▶ Task details
Every line in the records below that holds "white" must be identified and copied.

____ Provided data

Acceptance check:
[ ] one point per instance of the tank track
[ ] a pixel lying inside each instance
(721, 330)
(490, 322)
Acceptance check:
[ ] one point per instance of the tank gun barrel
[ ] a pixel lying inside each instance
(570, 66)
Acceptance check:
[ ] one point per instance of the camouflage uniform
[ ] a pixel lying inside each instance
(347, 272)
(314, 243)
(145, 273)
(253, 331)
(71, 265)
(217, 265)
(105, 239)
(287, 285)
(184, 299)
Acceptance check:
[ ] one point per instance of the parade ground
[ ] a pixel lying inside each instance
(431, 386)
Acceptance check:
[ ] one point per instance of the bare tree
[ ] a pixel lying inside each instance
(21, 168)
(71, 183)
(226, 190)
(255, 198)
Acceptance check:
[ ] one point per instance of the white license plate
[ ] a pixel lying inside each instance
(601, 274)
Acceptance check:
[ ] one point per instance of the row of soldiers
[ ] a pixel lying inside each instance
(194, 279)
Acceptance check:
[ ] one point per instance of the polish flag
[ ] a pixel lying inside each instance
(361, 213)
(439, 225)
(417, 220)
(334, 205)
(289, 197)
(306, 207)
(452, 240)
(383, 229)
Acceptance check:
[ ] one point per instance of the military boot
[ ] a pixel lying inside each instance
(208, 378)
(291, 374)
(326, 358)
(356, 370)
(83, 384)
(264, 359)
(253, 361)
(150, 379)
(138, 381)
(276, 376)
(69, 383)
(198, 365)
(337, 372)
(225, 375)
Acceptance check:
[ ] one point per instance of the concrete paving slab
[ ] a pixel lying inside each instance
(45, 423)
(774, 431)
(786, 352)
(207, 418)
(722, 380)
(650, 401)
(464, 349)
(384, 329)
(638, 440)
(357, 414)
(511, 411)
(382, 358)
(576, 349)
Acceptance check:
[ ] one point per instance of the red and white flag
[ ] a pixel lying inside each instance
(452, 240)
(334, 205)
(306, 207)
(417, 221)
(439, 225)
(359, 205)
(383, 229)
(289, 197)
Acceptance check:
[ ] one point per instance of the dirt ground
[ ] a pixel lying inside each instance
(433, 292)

________

▶ Exercise solution
[ ] one point per instance of the white license plate
[ ] one point per instance of the red and white flag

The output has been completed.